PROVIDED DATA:
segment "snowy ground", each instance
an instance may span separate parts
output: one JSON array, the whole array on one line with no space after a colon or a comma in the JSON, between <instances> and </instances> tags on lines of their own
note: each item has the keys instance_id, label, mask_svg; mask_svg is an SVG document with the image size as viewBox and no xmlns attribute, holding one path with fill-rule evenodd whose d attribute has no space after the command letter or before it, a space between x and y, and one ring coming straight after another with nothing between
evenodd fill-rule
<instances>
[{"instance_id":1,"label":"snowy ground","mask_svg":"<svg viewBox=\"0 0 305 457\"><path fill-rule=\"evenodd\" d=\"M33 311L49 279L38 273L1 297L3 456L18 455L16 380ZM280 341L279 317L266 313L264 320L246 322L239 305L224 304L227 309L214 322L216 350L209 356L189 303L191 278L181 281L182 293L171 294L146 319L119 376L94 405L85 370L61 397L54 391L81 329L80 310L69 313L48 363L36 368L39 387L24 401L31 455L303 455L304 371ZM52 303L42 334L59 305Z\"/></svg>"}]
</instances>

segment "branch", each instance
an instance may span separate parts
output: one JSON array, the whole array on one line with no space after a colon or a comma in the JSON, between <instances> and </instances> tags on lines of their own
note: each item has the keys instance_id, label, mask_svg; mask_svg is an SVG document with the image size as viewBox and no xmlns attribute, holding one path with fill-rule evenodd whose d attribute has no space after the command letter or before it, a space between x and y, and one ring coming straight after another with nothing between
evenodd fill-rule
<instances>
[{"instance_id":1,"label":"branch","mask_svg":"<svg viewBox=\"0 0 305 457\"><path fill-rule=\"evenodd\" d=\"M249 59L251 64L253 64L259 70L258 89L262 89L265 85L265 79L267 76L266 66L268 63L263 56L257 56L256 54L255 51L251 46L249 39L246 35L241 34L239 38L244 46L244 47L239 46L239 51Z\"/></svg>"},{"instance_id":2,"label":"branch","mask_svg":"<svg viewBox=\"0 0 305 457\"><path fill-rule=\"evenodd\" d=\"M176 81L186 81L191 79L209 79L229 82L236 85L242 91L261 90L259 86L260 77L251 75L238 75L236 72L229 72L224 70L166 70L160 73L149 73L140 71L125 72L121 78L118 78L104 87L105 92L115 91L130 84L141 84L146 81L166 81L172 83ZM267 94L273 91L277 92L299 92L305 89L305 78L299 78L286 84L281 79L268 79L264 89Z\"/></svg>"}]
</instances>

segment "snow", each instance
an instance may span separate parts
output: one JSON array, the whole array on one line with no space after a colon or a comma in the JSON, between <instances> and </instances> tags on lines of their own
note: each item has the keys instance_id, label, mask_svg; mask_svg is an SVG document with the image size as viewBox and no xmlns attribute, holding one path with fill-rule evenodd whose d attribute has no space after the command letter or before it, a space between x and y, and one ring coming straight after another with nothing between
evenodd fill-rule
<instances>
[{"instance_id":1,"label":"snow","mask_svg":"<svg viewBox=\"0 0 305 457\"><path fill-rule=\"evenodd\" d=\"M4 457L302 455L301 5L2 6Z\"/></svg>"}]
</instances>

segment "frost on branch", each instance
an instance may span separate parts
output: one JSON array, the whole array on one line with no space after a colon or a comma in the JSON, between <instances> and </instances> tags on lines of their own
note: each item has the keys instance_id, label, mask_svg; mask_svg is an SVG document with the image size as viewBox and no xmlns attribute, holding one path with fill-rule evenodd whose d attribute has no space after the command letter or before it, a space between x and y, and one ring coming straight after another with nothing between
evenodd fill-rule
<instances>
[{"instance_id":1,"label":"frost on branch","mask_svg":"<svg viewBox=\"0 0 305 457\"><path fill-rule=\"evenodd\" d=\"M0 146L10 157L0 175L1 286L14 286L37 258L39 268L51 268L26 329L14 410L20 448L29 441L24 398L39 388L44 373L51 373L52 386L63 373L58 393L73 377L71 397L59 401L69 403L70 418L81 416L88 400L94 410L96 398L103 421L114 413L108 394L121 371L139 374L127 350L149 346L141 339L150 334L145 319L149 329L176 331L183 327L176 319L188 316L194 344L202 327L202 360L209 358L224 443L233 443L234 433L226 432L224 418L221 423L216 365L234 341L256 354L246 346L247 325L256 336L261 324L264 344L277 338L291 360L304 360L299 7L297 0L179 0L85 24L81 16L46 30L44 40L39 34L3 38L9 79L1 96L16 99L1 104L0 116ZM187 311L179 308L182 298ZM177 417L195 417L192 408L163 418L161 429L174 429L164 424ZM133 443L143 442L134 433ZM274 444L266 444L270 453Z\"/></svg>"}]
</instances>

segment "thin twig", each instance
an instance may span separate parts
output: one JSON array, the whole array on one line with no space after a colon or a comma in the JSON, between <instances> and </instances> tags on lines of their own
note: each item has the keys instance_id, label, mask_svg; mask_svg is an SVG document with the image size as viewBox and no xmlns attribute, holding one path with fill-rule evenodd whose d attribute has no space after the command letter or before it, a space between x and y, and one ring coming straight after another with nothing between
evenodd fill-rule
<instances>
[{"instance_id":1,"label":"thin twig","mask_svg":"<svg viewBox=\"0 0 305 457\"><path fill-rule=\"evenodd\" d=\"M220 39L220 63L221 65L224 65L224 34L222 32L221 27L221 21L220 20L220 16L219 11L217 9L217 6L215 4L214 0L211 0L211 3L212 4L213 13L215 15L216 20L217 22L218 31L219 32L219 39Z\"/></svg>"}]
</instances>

--

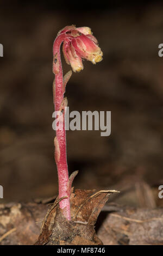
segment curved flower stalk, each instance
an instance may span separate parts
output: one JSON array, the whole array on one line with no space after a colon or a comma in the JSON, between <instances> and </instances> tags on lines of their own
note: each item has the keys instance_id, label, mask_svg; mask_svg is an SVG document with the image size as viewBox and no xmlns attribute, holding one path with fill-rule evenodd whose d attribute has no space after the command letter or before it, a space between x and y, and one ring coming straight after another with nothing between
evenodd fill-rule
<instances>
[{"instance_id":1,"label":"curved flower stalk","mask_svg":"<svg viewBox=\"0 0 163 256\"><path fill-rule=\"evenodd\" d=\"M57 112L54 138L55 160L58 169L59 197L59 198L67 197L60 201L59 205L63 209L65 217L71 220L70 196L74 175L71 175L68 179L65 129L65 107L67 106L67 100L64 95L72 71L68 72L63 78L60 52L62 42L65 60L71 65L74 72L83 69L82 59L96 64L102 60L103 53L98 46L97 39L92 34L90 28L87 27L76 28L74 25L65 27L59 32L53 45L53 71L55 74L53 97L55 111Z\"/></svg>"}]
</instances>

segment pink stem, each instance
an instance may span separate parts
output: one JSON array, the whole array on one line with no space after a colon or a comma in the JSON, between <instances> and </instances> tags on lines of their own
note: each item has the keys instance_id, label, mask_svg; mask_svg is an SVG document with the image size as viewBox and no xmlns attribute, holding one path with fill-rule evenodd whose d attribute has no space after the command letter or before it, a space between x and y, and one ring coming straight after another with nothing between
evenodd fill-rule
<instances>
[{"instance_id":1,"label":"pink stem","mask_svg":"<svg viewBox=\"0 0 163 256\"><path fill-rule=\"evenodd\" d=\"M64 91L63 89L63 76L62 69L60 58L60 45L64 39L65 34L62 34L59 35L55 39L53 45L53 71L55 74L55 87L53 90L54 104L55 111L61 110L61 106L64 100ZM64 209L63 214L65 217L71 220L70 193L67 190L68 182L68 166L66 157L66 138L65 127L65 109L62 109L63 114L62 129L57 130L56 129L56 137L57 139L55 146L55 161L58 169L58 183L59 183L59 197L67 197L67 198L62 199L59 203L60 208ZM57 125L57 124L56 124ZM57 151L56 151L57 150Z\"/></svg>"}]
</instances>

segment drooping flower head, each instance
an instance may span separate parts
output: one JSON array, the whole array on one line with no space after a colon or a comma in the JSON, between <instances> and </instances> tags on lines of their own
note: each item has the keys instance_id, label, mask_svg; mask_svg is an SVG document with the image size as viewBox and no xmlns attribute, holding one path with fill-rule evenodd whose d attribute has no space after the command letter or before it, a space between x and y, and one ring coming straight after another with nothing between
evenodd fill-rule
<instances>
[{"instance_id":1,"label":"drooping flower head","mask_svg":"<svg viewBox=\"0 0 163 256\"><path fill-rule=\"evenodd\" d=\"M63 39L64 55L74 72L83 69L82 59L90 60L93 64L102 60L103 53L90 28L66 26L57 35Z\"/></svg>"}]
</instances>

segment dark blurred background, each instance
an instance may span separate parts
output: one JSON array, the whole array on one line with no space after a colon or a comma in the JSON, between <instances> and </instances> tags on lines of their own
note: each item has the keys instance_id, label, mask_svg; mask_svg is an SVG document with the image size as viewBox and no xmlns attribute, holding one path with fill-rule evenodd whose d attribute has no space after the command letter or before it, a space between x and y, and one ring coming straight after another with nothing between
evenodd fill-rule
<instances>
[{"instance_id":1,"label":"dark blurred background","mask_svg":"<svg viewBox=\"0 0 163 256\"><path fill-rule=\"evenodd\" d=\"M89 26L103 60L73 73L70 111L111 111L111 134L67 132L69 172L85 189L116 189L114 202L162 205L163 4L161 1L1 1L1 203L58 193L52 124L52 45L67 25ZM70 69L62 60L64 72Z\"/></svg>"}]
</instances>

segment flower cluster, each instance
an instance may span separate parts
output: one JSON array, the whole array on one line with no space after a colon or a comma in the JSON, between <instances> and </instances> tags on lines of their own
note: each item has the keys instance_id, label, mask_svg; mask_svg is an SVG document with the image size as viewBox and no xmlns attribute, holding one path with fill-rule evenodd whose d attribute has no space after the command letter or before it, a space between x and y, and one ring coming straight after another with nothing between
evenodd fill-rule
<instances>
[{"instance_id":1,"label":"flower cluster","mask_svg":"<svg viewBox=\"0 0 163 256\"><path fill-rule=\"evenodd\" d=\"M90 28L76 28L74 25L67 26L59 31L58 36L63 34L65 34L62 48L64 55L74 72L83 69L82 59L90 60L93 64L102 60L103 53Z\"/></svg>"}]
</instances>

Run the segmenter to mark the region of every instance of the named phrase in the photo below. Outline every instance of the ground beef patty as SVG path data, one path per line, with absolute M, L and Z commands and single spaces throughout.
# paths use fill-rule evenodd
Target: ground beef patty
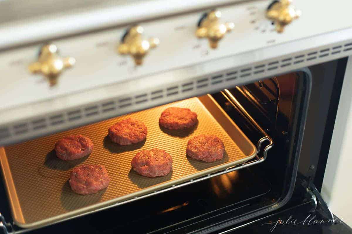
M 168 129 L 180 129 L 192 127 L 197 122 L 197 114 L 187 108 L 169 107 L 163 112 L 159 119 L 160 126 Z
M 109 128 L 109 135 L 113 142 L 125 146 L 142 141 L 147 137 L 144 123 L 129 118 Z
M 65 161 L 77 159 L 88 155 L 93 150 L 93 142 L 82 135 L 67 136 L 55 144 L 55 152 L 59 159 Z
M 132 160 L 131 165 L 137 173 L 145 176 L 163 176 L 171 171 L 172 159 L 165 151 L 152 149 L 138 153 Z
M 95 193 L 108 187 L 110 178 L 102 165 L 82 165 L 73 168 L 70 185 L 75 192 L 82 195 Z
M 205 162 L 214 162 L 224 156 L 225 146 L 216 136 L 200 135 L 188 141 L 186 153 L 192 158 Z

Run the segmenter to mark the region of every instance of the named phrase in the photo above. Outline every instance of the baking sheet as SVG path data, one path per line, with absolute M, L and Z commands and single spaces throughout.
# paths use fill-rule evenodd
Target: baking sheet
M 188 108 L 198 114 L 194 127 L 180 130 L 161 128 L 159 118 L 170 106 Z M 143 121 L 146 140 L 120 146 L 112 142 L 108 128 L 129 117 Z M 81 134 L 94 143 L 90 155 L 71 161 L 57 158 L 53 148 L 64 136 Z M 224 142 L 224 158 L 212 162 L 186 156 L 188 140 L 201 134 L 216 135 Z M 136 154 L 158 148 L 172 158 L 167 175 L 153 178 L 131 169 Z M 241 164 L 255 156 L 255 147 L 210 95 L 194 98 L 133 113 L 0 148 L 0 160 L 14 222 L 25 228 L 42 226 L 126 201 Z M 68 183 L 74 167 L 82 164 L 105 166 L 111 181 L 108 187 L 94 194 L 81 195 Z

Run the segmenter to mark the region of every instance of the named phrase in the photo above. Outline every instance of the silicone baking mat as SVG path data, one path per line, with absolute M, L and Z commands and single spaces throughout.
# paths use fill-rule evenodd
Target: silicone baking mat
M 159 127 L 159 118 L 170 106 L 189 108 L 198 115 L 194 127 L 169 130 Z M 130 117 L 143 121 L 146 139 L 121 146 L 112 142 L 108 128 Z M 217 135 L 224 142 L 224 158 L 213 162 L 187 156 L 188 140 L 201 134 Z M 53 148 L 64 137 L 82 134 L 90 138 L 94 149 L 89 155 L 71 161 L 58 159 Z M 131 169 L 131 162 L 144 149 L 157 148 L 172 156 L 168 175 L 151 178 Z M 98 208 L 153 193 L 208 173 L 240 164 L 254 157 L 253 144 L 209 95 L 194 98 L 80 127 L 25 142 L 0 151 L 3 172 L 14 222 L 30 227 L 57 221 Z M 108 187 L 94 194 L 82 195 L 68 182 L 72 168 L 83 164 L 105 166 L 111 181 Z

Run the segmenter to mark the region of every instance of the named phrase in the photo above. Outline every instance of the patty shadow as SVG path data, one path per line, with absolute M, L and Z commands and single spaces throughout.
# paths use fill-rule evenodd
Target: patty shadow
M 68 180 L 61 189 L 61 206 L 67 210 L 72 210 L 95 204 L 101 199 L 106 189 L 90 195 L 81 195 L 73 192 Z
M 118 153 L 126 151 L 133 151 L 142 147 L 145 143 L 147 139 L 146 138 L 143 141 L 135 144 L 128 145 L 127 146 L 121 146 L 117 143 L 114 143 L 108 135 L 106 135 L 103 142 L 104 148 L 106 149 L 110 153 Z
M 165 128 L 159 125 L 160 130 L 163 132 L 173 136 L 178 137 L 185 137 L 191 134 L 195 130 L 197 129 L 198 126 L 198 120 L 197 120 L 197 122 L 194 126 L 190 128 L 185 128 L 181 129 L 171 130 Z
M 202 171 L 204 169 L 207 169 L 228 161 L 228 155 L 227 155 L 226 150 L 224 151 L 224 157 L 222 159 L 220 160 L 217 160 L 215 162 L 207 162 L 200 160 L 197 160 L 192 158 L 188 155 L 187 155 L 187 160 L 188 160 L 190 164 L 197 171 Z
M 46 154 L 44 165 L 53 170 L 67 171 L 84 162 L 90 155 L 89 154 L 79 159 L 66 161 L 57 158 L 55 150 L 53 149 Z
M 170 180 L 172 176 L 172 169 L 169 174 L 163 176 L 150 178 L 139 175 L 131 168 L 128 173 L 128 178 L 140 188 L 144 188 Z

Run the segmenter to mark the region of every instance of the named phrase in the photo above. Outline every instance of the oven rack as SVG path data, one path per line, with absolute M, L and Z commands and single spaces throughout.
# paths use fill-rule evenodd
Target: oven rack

...

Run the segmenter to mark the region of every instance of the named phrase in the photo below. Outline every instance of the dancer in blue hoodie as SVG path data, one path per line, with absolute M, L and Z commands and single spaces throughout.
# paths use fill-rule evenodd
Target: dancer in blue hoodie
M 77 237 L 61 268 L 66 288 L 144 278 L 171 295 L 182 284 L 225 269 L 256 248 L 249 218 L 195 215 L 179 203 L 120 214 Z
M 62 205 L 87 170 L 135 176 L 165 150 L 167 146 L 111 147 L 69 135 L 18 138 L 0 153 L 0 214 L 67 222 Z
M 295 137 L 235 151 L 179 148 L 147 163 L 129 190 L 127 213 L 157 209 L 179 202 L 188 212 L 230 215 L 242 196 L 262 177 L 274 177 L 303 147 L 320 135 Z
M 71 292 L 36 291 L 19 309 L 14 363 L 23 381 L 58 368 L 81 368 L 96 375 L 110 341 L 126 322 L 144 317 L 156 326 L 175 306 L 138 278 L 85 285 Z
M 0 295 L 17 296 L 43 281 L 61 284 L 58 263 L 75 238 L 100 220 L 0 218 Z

EXERCISE DIRECTIONS:
Copy everything from the line containing "of the baking" down to the line containing "Target: baking sheet", including both of those lines, and reproduce every character unchanged.

TASK SOLUTION:
Run the segmenter to mark the region of every instance of the named phrase in the photo above. Outline every instance of the baking sheet as SVG path data, one path per line, with absolute M, L and Z commands and single spaces throughout.
# paths use fill-rule evenodd
Target: baking sheet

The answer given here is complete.